**WHAT NEEDS TO BE DONE:** What you return must match the records exactly.

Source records
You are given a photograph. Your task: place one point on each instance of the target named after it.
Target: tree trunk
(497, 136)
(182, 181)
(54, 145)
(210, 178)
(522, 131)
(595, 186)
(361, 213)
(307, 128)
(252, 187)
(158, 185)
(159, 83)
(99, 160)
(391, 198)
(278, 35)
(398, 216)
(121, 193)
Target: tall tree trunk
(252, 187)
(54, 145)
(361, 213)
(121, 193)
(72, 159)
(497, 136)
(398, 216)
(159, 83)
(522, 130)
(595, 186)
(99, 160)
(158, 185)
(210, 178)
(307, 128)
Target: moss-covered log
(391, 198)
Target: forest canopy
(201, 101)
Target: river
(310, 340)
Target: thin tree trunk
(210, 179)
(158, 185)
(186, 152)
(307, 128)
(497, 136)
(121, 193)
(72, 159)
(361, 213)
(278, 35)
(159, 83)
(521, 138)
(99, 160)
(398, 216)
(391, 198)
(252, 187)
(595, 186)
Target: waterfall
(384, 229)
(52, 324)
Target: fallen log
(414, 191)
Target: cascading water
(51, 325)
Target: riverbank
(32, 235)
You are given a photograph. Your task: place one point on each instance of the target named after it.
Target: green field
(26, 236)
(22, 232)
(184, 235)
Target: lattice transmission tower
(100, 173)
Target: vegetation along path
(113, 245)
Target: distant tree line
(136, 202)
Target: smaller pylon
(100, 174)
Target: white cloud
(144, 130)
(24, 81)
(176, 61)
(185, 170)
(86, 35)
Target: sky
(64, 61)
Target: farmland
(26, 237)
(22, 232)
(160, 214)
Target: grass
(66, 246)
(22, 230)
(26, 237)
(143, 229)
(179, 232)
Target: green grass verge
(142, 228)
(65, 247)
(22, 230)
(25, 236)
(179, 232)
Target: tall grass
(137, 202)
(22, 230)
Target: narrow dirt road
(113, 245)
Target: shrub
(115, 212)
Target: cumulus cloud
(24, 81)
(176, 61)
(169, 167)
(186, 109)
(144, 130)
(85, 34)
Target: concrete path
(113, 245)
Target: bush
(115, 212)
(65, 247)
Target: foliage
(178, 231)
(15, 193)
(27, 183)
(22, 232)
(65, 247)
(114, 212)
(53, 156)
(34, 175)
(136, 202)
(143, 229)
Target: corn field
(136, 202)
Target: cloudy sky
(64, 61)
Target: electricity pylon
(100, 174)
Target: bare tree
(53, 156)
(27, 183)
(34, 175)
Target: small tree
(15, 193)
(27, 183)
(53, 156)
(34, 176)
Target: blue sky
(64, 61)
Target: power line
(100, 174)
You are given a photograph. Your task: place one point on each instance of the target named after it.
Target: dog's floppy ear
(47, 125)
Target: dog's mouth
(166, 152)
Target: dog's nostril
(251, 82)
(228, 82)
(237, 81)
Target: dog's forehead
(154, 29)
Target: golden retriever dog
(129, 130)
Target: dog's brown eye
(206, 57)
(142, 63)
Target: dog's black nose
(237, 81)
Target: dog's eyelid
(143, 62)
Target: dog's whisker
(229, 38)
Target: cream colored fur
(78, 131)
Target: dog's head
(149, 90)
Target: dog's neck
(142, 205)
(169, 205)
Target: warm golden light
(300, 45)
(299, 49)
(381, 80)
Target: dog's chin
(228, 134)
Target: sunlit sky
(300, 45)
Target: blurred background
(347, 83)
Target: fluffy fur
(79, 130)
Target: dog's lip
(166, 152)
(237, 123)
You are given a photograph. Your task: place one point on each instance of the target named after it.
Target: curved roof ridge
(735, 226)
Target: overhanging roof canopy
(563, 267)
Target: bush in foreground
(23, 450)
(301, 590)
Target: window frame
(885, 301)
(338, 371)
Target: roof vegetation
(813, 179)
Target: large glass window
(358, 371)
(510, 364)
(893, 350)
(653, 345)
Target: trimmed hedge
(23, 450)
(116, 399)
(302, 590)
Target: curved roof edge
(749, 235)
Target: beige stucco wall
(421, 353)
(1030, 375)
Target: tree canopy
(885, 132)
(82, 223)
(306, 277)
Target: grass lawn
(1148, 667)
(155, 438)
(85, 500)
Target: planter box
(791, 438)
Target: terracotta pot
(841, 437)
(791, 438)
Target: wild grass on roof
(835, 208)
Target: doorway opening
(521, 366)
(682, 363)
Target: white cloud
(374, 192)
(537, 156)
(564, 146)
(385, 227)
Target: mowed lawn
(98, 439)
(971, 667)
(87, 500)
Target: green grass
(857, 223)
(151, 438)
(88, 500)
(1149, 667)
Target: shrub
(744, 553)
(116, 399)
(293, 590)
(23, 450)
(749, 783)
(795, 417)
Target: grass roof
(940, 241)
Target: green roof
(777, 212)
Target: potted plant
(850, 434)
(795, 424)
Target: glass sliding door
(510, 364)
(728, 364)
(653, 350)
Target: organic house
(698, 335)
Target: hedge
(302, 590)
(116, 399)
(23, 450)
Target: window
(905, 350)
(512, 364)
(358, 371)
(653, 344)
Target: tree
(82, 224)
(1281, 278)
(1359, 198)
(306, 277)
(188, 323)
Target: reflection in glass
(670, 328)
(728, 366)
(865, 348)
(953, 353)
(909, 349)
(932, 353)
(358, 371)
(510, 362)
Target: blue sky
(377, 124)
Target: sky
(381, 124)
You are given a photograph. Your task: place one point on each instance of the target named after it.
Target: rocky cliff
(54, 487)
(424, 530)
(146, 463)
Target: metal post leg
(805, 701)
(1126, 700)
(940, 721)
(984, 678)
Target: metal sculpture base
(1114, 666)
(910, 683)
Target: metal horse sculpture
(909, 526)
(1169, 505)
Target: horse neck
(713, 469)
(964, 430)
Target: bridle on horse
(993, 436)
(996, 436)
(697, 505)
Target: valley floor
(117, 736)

**EXERCISE SOLUTION:**
You are given a photograph. Your task: place one point on each instance of the target named after it.
Target: tree trunk
(497, 136)
(182, 181)
(54, 145)
(210, 178)
(522, 131)
(595, 186)
(361, 213)
(307, 128)
(252, 187)
(158, 185)
(159, 83)
(99, 160)
(391, 198)
(278, 35)
(398, 216)
(121, 193)
Target: tall tree trunk
(252, 187)
(54, 145)
(361, 213)
(121, 193)
(72, 159)
(497, 136)
(398, 216)
(159, 83)
(522, 130)
(595, 186)
(99, 160)
(158, 185)
(210, 178)
(307, 128)
Target: moss-covered log
(391, 198)
Target: forest canopy
(201, 101)
Target: river
(310, 340)
Target: thin tree trunk
(210, 179)
(158, 185)
(186, 152)
(307, 128)
(497, 136)
(121, 193)
(72, 159)
(361, 213)
(278, 35)
(159, 83)
(521, 138)
(99, 160)
(398, 216)
(391, 198)
(252, 187)
(595, 186)
Target: waterfall
(384, 229)
(52, 324)
Target: fallen log
(414, 191)
Target: cascading water
(51, 325)
Target: riverbank
(32, 235)
You are given a photograph. Your task: place one point on each instance of the target named after it.
Target: green field
(26, 236)
(22, 232)
(184, 235)
Target: lattice transmission tower
(100, 173)
Target: vegetation along path
(113, 245)
Target: distant tree line
(136, 202)
Target: smaller pylon
(100, 174)
Target: white cloud
(144, 130)
(24, 81)
(176, 61)
(185, 170)
(86, 35)
Target: sky
(64, 61)
Target: farmland
(26, 237)
(22, 232)
(160, 214)
Target: grass
(66, 246)
(22, 230)
(26, 237)
(143, 229)
(179, 232)
Target: green grass verge
(142, 228)
(65, 247)
(22, 230)
(25, 236)
(179, 232)
Target: tall grass
(137, 202)
(22, 230)
Target: narrow dirt road
(113, 245)
Target: shrub
(115, 212)
Target: cumulus cloud
(24, 81)
(176, 61)
(169, 167)
(186, 109)
(144, 130)
(85, 34)
Target: concrete path
(113, 245)
Target: bush
(115, 212)
(65, 247)
Target: foliage
(178, 231)
(15, 193)
(27, 183)
(22, 232)
(65, 247)
(114, 212)
(53, 156)
(34, 175)
(136, 202)
(143, 229)
Target: corn field
(136, 202)
Target: cloudy sky
(64, 61)
Target: electricity pylon
(100, 174)
Target: bare tree
(53, 156)
(27, 183)
(34, 175)
Target: small tree
(15, 193)
(27, 183)
(53, 156)
(34, 176)
Target: blue sky
(64, 61)
Target: power line
(100, 174)
You are given a photograph. Your task: place one point on each instance of the target named after it.
Target: dog's floppy ear
(47, 125)
Target: dog's mouth
(166, 152)
Target: dog's nostril
(251, 82)
(228, 82)
(237, 81)
Target: dog's forehead
(154, 29)
Target: golden retriever dog
(129, 130)
Target: dog's brown eye
(206, 57)
(142, 63)
Target: dog's black nose
(237, 81)
Target: dog's eyelid
(143, 62)
Target: dog's whisker
(229, 38)
Target: cream colored fur
(78, 131)
Target: dog's head
(149, 90)
Target: dog's neck
(142, 205)
(169, 205)
Target: warm golden light
(300, 45)
(299, 49)
(381, 80)
Target: dog's chin
(228, 134)
Target: sunlit sky
(300, 45)
Target: blurred background
(347, 83)
Target: fluffy fur
(79, 130)
Target: dog's lip
(166, 152)
(237, 123)
You are given a photograph. Your task: place one point on each instance of the target named after it.
Target: curved roof ridge
(735, 226)
Target: overhanging roof canopy
(563, 267)
Target: bush in foreground
(23, 450)
(301, 590)
Target: window frame
(885, 301)
(338, 371)
Target: roof vegetation
(813, 179)
Target: large glass window
(358, 371)
(510, 364)
(893, 350)
(653, 345)
Target: trimmed hedge
(23, 450)
(116, 399)
(302, 590)
Target: curved roof edge
(749, 235)
Target: beige stucco wall
(421, 353)
(1030, 375)
Target: tree canopy
(885, 132)
(82, 223)
(306, 277)
Target: grass lawn
(1148, 667)
(155, 438)
(85, 500)
Target: planter box
(791, 438)
Target: terracotta pot
(841, 437)
(791, 438)
Target: wild grass on roof
(835, 208)
Target: doorway opening
(521, 366)
(682, 363)
Target: white cloud
(374, 192)
(537, 156)
(564, 146)
(385, 227)
Target: mowed lawn
(98, 439)
(971, 667)
(87, 500)
Target: green grass
(857, 223)
(151, 438)
(88, 500)
(1149, 667)
Target: shrub
(744, 553)
(116, 399)
(293, 590)
(23, 450)
(749, 783)
(795, 417)
Target: grass roof
(940, 241)
Target: green roof
(777, 212)
Target: potted plant
(850, 434)
(795, 424)
Target: glass sliding door
(510, 364)
(728, 364)
(653, 350)
Target: organic house
(698, 335)
Target: hedge
(302, 590)
(116, 399)
(23, 450)
Target: window
(905, 350)
(512, 364)
(358, 371)
(653, 344)
Target: tree
(82, 224)
(1281, 278)
(1359, 198)
(306, 277)
(188, 323)
Target: reflection in glass
(670, 328)
(728, 366)
(865, 348)
(953, 353)
(909, 349)
(932, 353)
(358, 371)
(510, 362)
Target: blue sky
(377, 124)
Target: sky
(381, 124)
You are given a photograph. Your task: place one point on each instance of the target named after it.
Target: rocky cliff
(54, 487)
(424, 530)
(146, 463)
Target: metal post leg
(805, 701)
(1126, 700)
(940, 721)
(984, 678)
Target: metal sculpture base
(1114, 666)
(910, 683)
Target: metal horse sculpture
(909, 526)
(1169, 505)
Target: horse neck
(713, 469)
(964, 430)
Target: bridle on horse
(993, 436)
(996, 436)
(697, 505)
Target: valley floor
(117, 736)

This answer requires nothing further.